======== Given records

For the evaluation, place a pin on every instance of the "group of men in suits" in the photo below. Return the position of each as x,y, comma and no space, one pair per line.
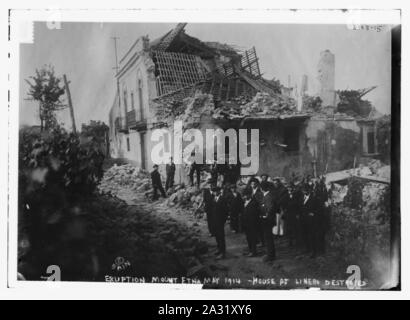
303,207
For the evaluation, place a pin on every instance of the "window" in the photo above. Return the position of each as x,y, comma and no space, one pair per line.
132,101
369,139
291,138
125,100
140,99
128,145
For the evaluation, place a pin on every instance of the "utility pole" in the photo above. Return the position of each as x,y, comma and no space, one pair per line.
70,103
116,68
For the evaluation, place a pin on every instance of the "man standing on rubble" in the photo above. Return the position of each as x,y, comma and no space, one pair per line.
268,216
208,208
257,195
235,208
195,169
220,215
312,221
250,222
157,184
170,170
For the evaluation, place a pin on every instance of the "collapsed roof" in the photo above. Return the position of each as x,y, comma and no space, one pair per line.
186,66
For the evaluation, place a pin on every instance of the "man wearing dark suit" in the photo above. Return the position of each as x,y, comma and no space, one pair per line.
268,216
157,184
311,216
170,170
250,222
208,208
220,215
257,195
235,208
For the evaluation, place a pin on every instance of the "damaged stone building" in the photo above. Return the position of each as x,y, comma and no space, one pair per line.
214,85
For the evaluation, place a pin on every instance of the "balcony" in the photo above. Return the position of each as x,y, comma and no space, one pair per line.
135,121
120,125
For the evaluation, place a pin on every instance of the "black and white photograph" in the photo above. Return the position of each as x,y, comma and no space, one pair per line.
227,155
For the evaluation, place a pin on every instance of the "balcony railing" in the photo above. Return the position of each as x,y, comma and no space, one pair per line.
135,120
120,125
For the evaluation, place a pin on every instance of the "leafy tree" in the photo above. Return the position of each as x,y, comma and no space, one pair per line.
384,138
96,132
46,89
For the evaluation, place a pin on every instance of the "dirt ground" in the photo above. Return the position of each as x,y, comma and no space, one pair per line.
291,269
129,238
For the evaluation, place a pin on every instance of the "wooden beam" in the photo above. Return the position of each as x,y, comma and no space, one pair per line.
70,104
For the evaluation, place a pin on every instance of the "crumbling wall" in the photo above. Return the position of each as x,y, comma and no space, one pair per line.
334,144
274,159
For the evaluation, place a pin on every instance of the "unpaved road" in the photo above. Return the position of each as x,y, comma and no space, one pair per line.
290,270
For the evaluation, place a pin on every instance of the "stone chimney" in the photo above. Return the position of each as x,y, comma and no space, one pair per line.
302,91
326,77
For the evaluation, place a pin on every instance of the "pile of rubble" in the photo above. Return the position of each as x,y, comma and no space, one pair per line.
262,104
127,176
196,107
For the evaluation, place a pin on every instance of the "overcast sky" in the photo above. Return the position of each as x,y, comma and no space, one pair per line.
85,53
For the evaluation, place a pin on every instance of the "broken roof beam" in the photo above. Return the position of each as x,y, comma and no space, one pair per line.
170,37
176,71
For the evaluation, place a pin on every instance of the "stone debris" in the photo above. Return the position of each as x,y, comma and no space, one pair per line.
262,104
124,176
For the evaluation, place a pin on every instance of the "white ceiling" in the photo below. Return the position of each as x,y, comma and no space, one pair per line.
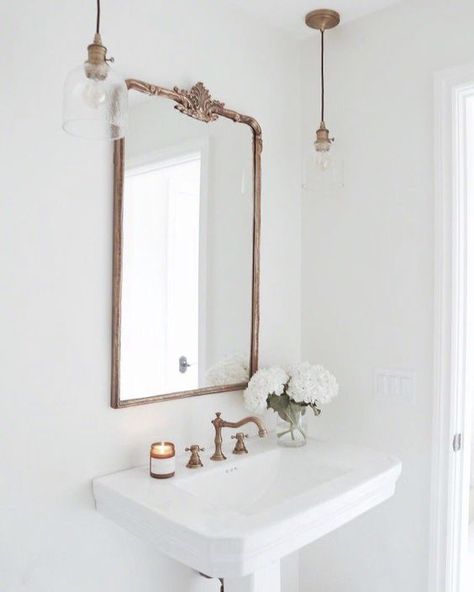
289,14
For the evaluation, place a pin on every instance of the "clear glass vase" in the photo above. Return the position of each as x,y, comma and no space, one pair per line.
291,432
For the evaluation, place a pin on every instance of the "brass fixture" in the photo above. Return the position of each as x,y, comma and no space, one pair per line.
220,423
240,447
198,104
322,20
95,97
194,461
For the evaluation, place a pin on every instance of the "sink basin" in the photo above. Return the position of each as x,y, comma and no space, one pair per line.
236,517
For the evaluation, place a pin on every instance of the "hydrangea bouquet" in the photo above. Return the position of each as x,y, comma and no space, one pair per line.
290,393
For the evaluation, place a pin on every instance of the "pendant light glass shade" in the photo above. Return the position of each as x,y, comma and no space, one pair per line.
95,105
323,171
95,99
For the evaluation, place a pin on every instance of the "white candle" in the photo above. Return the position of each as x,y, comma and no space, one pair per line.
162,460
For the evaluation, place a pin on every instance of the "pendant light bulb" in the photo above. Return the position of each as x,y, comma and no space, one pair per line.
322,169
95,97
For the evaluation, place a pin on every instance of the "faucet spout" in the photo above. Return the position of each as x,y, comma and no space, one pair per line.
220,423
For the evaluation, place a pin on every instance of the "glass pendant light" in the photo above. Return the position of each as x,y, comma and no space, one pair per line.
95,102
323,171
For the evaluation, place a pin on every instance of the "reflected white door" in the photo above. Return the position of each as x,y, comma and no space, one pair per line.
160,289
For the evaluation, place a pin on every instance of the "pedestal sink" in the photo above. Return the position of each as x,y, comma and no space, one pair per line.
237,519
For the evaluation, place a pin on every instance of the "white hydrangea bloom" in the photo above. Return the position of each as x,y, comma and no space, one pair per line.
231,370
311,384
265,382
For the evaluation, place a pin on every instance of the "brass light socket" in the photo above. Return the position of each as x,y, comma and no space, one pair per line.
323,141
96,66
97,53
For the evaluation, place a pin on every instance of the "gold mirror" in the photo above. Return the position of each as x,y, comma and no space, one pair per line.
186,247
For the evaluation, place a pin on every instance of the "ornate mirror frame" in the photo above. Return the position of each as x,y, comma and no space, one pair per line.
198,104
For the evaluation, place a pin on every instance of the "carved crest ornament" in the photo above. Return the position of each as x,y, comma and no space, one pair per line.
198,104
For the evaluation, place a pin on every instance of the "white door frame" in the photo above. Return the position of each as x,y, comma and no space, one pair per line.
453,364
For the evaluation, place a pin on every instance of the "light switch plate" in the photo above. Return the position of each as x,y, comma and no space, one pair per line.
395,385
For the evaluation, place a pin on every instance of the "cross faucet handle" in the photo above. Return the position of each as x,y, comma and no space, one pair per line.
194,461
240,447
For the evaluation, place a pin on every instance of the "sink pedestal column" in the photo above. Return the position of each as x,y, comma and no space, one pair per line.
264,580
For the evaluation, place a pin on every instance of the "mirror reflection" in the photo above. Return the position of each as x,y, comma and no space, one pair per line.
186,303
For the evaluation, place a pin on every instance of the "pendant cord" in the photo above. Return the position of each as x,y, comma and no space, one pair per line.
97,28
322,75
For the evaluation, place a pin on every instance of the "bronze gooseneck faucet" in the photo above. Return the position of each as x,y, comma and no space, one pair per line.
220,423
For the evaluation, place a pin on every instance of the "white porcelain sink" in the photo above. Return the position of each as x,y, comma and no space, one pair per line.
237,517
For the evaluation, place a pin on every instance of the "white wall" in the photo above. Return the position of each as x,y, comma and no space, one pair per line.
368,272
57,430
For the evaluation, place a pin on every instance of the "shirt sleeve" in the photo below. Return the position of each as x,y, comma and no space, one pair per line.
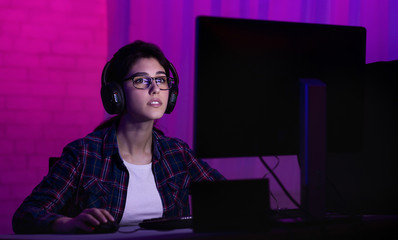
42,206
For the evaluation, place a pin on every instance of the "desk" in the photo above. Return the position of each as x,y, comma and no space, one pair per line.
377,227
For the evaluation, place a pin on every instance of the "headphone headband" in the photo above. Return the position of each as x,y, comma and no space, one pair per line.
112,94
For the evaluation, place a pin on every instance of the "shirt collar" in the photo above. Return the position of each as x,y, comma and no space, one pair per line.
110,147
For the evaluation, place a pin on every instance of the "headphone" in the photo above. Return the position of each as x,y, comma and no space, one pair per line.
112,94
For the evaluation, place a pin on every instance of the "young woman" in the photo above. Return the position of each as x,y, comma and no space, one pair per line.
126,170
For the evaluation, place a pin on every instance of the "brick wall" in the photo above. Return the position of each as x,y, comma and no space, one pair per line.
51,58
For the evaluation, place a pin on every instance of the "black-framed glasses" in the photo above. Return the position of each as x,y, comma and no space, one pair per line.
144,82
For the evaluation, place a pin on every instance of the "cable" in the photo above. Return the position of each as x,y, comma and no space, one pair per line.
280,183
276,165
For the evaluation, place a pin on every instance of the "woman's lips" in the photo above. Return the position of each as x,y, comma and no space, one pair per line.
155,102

================

» **Given request**: Set down the complete material exactly, but do not include the images.

» **Written solution**:
For the evaluation, place a pin on every instance of the "group of men in suits" in the photo below. Return the position of each as x,y, comma and no space, one pair per line.
303,207
For the evaluation, place a pin on every instance of the "window" in the photo above. Return the position of each as x,y, comma and no space, one pair per line.
132,101
369,139
291,138
125,100
140,99
128,145
For the evaluation, place a pin on every instance of the "utility pole" in the photo above. Return the position of each as x,y, comma and no space, one pair per line.
70,103
116,68
For the evaluation, place a pin on every instance of the "man standing on rubble" in the photo above. Return the position of each as x,y, comma and no space, one pair per line.
268,216
208,208
257,195
235,208
195,169
220,215
312,221
250,222
157,184
170,170
For the evaluation, place a pin on every instance of the "collapsed roof" in the photo above. Return the position of each as x,y, comma and no space, one pair per line.
186,66
For the evaluation, place a pin on every instance of the "man wearing dark suit" in the photo above. Return the position of each as x,y, comma and no space, one pair per line.
268,216
157,184
311,216
170,170
250,222
208,208
220,215
257,195
235,208
For the evaluation, place a pin on every instance of the "damaged stone building" in the photo above. Return the position of each as x,y, comma and no space, one pair per line.
214,85
For the evaluation, place a pin on every instance of the "balcony" in the photo above. Return the position of each as x,y, comma and no space, one pair per line.
135,121
120,125
For the evaluation, place a pin on every instance of the "black and white photograph" in the photo above. Return the position of each as x,y, comma and no space, one pair per line.
227,155
For the evaluation, place a pin on every instance of the "balcony railing" in the photo above. Return the position of each as x,y, comma and no space, one pair per line.
135,120
120,125
For the evaluation, place a pin on every instance of the "leafy tree" in the photo above. Return the position of each as x,y, comma and no space, one pair per line.
384,138
96,132
46,89
For the evaluation, place a pin on every instance of the "dirt ground" in the photo above. Return the position of each as x,y, comma and no space, one pair per line.
291,269
129,238
For the evaluation, place a pin on every instance of the "wooden beam" in the photo above. Return the position of each as x,y, comma and no space, one pair per line.
70,104
For the evaluation, place a pin on every instance of the "crumbling wall" in the photo above. Return the position of each as x,y, comma and no space, one pair per line.
334,144
274,159
For the evaluation, place a pin on every instance of the "unpaved road" in the photo above. Return the position of each as x,y, comma and no space, one pair per line.
290,270
For the evaluation, place a pin on every instance of the "stone chimney" in the photo above. Return the position of each as x,y, comma and no space, one pair per line.
302,91
326,77
For the evaluation, place a pin on every instance of the "pile of rubble" in the photo above. Return the position of each as x,y, comma and no space, one pair per line.
262,104
127,176
196,107
For the evaluation, place a pin on every instance of the "overcast sky" in the photo above. Return the position of each as x,y, comma and no space, one pair per line.
85,53
For the evaluation, place a pin on every instance of the "broken roof beam" in the photo above. Return the position of each as x,y, comma and no space, one pair per line.
170,37
176,71
For the evaluation, place a pin on every instance of the "stone debris" in the photo above. Return the position of each as x,y, comma and no space, one pair per line.
262,104
124,176
For the evaluation, place a pin on every instance of the "white ceiling" in the photo below. Return the position of each as x,y, comma and no space, one pair per line.
289,14
For the evaluation, place a pin on every instance of the "clear glass vase" in the photo above. Return the position of each as x,y, comma and no space, one pair per line.
291,432
For the evaluation, place a pin on every instance of the "brass fixture" in the photo above. Return the position of each as x,y, comma and no space, one pair per line.
220,423
240,447
198,104
322,20
95,97
194,461
For the evaluation, place a pin on every instance of the "sink basin" in the photo above. Return the position of each as x,y, comma and no space, one pair per line.
236,517
For the evaluation, place a pin on every instance of the "hydrangea bouquet" in the photo above. Return the position of each as x,y, comma and no space, one pair per line.
290,393
For the evaluation, place a pin on every instance of the "pendant light glass shade" in the photo above. Return the position of each as x,y, comma and no space, one pair per line.
95,105
323,171
95,99
For the evaluation, place a pin on every instance of the "white candle" in the photo above. Return the position of each as x,y, comma and no space, one pair per line.
162,460
For the evaluation, place a pin on every instance of the "pendant light bulb" in the photo above. Return the position of each as x,y, comma and no space, one pair per line.
322,169
95,97
For the evaluation, place a pin on every instance of the "faucet spout" in the photo above. Return the position of each as x,y, comma and no space, one pair per line.
220,423
For the evaluation, place a pin on every instance of the "glass pendant light" in the photo above. Return the position of each as x,y, comma and no space, one pair per line.
95,102
323,171
For the evaluation, place a pin on every instance of the "reflected white door" in the photo above. Return the position of each as x,y, comma and no space, one pair per line.
160,289
For the evaluation, place a pin on every instance of the "pedestal sink" in the photo above. Return the position of each as x,y, comma and no space, one pair per line.
237,519
For the evaluation, place a pin on every instance of the "white hydrangea bloom" in the photo above. Return the position of each as x,y, comma and no space, one pair per line.
231,370
311,384
265,382
For the evaluation, place a pin on every instance of the "brass light socket" in the photo above. Return the position of each as x,y, comma and no space, one pair per line.
323,141
96,66
97,53
For the evaluation, place a pin on every instance of the "gold mirror" in the photo above. Return the position of each as x,y, comma and no space, one pair per line.
186,247
For the evaluation, place a pin on every instance of the "ornate mirror frame" in the photo above. Return the position of each as x,y, comma and no space, one pair per line.
198,104
For the evaluation, place a pin on every instance of the "carved crest ornament" in the photo above. Return the position of each as x,y, comma and no space, one pair per line.
198,104
For the evaluation, place a pin on every instance of the "white door frame" in the photo above. Return the position of each as x,y, comma and no space, one pair per line.
453,364
For the evaluation, place a pin on every instance of the "light switch plate" in the photo above. Return the position of each as x,y, comma and no space, one pair per line.
395,385
For the evaluation, place a pin on every instance of the "cross faucet handle" in the photo above. Return the position of each as x,y, comma and no space, one pair per line.
194,461
240,447
For the evaluation, place a pin on every instance of the "sink pedestal column" in the photo above. Return the position of each as x,y, comma and no space, one pair per line.
264,580
For the evaluation, place a pin on every instance of the "mirror reflection" in the photo above. Return the position of each as x,y, comma and no space, one pair per line.
186,303
For the evaluation, place a pin on every instance of the "pendant cord" in the photo above. Return the position of each as x,y, comma and no space, one pair per line.
97,28
322,75
For the evaluation, place a pin on every instance of the "bronze gooseneck faucet" in the photo above. Return the position of each as x,y, comma and no space, one pair per line.
220,423
For the evaluation, place a pin on every instance of the "white porcelain sink" in the photo above. Return the position of each as x,y, comma and no space, one pair per line.
237,517
For the evaluation, place a pin on every instance of the "white wall" in the photo above. Return the position of each as x,y, comma and no space, one pair per line.
368,272
57,430
For the evaluation, place a pin on every instance of the "shirt sleeve" in the photo below. Return the position of each as x,y, comma and no space, one pair per line.
42,206
For the evaluation, place a pin on every instance of the "desk" in the photo above. Return the position of each as x,y, comma and no space, one pair per line.
377,227
For the evaluation, place a pin on every instance of the "headphone headband" in the photo above. Return the position of each as x,y, comma and no space, one pair per line.
112,94
For the evaluation, place a pin on every instance of the "shirt collar" in the photo above. Return the position of each as x,y, comma and no space, one pair per line.
110,147
For the evaluation, place a pin on every instance of the "headphone" in the photo above. Return the position of each as x,y, comma and no space, one pair per line.
112,94
For the evaluation, place a pin on every instance of the "young woman" in the photo above. Return the position of each as x,y, comma and no space, one pair per line.
126,170
For the evaluation, place a pin on every instance of the "brick wall" in the photo above. Return the position of each as x,y, comma and no space, one pair per line.
51,58
For the evaluation, place a pin on every instance of the "black-framed glasses" in the photo above. Return the position of each as x,y, comma and no space, one pair per line.
144,82
For the evaluation, place a pin on every instance of the "cable" in the photo above. Return the position of each as x,y, comma and no space, one pair per line.
280,183
276,165
For the evaluation, place a pin on every instance of the "woman's lips" in the photo above. Return the position of each as x,y, comma and no space, one pair per line.
155,102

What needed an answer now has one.